**TASK DESCRIPTION:** Write out the passage on econometric issues below word for word, beginning at "Some authors have" and continuing through "reduced form equation.".

3.3 Econometric issues

As is well known in the spatial econometric literature, ordinary least squares (OLS) will provide biased as well as inconsistent parameter estimates. Instead of OLS, inference is often based either on maximum likelihood (ML), instrumental variable (IV) or general methods of moments (GMM) estimators (see, for example, Anselin 1988). Here, Eq. (1) is estimated by 2SLS.

Some authors have recently discussed problems with the identification of causal effects in spatial econometric models. The most severe critique has perhaps been made by Gibbons and Overman (2012), whose main concern is the validity of \(\mathbf {W}x\) as instruments for the endogenous \(\mathbf {W }y\). This objection stems from the fact that the reduced form of the regression equation \(y=\alpha +\rho \mathbf {W}y+\beta x+\varepsilon\) includes \(\mathbf {W}x\) which implies that both the average value of x in neighboring municipalities and that for the “neighbors’ neighbors” enter the reduced form equation.

(Data drawn from a collection)
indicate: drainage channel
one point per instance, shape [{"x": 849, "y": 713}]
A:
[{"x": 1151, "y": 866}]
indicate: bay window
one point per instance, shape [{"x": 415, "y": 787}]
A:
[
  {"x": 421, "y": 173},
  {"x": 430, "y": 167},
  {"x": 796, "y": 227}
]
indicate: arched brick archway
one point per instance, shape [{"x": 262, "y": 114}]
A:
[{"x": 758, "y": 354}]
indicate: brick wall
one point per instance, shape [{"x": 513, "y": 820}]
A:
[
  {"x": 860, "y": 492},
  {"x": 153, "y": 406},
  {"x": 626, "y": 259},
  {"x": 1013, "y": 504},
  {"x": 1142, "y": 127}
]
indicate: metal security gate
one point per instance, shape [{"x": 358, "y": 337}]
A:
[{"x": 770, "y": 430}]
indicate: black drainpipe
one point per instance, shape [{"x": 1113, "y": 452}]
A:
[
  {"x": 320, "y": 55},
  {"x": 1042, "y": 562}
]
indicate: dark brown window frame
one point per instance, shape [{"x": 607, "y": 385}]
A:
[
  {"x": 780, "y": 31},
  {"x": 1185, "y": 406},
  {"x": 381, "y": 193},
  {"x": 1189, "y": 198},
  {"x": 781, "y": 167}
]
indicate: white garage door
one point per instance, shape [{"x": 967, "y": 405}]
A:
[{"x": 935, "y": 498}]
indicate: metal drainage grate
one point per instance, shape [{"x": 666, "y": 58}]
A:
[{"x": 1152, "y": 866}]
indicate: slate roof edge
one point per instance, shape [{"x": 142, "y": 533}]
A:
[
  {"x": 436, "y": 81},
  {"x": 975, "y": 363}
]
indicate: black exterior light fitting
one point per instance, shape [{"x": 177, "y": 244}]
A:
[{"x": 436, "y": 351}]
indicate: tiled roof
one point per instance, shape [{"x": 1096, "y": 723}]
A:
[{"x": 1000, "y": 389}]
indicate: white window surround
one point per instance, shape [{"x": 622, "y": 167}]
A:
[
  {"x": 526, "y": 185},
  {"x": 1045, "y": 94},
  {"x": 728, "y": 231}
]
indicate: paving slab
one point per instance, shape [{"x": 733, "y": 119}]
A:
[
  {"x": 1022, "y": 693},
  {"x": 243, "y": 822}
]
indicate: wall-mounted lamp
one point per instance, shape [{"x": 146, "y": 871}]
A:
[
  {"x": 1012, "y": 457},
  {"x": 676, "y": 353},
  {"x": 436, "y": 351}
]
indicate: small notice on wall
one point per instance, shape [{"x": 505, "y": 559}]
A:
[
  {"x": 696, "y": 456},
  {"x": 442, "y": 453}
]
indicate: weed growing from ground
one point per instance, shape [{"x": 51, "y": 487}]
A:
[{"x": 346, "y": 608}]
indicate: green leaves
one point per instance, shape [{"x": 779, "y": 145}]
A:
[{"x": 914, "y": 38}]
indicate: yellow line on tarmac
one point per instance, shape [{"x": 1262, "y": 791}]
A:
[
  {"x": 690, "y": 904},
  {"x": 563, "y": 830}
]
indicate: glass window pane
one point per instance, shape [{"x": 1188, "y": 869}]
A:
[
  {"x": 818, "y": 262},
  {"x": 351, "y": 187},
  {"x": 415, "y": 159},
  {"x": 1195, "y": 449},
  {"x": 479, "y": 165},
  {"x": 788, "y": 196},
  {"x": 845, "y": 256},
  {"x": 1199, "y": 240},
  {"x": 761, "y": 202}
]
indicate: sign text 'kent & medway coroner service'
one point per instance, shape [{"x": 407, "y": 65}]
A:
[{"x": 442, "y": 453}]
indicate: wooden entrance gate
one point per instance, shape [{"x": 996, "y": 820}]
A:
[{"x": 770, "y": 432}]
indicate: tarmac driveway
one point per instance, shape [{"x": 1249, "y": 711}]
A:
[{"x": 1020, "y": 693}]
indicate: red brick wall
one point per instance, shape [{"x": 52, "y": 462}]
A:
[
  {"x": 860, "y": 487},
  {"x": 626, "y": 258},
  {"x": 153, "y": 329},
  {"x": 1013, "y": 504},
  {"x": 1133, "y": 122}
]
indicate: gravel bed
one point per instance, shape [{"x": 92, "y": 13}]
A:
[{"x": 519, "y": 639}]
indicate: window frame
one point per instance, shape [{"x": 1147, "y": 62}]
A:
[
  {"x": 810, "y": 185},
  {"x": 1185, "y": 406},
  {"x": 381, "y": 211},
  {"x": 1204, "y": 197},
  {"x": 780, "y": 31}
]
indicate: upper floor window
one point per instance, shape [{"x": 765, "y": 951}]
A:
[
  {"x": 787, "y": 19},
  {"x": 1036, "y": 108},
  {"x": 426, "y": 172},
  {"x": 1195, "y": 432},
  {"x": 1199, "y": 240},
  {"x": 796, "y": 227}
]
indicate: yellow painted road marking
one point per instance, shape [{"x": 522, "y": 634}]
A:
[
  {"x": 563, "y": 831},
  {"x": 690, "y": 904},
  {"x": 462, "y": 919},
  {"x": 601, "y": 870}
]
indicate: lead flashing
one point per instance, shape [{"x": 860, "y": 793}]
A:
* * *
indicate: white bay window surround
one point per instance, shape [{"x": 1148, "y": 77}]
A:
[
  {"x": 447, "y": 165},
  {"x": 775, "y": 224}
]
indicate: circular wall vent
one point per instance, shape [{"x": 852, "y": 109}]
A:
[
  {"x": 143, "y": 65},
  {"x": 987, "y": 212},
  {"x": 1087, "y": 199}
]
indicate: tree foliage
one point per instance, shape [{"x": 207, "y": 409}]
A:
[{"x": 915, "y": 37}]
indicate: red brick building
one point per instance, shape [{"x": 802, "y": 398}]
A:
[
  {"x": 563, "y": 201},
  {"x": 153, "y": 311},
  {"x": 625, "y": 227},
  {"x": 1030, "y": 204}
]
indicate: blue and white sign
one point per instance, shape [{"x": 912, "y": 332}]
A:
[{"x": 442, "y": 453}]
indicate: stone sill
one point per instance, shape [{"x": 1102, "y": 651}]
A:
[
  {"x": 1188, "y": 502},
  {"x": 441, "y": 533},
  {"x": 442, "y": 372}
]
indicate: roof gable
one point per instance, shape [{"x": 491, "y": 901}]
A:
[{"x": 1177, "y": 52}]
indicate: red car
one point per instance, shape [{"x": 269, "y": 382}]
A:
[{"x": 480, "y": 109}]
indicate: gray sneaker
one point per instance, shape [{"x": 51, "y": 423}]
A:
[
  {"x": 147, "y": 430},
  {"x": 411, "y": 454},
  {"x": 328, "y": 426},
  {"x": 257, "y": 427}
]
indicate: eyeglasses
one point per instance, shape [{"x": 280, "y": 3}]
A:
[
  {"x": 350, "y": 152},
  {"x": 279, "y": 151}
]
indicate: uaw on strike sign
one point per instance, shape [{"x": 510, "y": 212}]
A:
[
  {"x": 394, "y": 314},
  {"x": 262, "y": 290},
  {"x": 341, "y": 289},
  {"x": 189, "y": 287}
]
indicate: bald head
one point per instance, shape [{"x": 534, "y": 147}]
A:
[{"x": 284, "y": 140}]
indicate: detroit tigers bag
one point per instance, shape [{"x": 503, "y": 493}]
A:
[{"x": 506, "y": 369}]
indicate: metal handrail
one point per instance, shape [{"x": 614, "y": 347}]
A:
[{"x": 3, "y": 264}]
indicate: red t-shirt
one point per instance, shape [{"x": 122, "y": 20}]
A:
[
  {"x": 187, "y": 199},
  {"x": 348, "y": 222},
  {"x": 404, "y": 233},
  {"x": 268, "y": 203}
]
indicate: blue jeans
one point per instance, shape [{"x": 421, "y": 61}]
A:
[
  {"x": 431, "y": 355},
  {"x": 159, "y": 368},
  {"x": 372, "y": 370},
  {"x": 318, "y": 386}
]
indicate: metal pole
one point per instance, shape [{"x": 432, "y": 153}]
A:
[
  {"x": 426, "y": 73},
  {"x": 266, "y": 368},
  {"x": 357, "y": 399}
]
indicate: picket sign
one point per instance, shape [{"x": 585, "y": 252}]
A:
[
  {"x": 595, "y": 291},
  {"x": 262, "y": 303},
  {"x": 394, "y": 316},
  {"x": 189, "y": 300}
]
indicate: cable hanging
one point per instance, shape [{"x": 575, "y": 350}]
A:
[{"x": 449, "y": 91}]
...
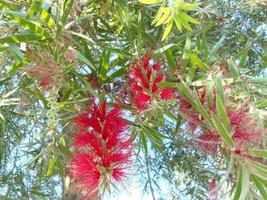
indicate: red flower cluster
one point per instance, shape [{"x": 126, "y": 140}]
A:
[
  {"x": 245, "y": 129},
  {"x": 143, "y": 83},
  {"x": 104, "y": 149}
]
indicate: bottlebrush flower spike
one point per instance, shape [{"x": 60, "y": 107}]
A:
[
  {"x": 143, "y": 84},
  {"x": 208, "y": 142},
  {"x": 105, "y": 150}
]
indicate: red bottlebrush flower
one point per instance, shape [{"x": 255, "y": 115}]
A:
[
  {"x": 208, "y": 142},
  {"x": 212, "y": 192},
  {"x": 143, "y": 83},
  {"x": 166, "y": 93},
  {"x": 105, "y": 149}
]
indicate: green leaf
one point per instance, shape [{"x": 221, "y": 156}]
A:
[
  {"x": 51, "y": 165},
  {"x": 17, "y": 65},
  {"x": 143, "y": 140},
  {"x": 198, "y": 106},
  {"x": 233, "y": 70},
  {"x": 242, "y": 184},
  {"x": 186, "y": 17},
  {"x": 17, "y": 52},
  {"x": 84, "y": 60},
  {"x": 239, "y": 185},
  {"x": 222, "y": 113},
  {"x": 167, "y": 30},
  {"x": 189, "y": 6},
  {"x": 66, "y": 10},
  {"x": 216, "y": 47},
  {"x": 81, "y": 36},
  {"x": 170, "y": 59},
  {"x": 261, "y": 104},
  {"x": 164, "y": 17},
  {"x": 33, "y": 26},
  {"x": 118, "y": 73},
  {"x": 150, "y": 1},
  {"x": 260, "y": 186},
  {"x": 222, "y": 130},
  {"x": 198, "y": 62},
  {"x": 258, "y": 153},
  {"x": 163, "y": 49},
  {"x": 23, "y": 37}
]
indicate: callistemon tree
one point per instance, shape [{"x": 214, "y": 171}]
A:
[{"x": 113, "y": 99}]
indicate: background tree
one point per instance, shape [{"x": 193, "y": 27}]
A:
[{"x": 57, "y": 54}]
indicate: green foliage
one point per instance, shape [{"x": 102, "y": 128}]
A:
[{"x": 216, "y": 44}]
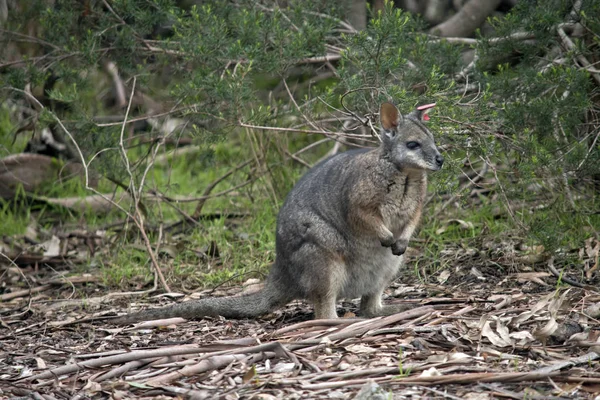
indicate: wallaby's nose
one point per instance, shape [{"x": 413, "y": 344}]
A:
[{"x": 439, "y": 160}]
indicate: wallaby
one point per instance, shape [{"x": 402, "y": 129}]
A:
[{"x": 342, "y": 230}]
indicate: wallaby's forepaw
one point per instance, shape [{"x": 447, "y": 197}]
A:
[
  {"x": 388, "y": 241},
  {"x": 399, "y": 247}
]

**SOLUTION:**
Some authors have recently discussed problems with the identification of causal effects in spatial econometric models. The most severe critique has perhaps been made by Gibbons and Overman (2012), whose main concern is the validity of \(\mathbf {W}x\) as instruments for the endogenous \(\mathbf {W }y\). This objection stems from the fact that the reduced form of the regression equation \(y=\alpha +\rho \mathbf {W}y+\beta x+\varepsilon\) includes \(\mathbf {W}x\) which implies that both the average value of x in neighboring municipalities and that for the “neighbors’ neighbors” enter the reduced form equation.